(Pointing data)
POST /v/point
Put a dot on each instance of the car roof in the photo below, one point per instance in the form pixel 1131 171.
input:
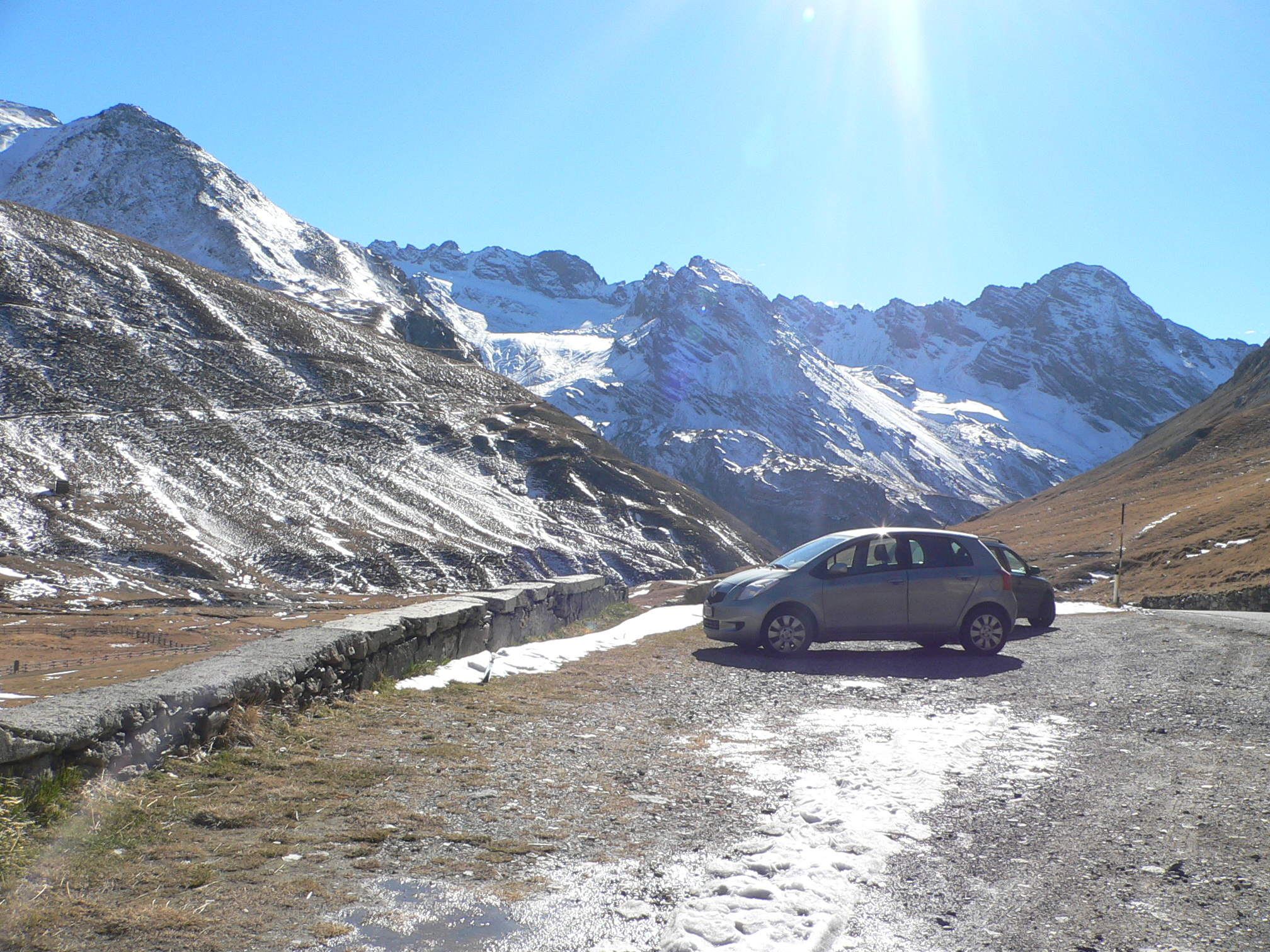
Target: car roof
pixel 893 530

**TASK OBJECTIVE:** Reproduce the data above, replacing every occurrence of "car roof" with "vehicle roof" and leaving all other text unchanged. Omit the pictures from your answer.

**CORRECT OUTPUT:**
POST /v/point
Put a dot on each instance of the vehicle roof in the photo below, one point per instance in the form pixel 1131 171.
input:
Target: vehicle roof
pixel 893 530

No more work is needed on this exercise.